Rewrite every one of the following items with "thickest part" swapped out for "widest part", keeping everything else unchanged.
** BEGIN Source material **
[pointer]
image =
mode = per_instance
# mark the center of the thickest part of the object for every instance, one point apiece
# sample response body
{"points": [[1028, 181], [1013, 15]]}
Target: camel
** END Source material **
| Response below |
[pointer]
image =
mode = per_instance
# mark the center of the widest part of the object for every instance, one point apiece
# sample response body
{"points": [[1028, 181], [1013, 15]]}
Target: camel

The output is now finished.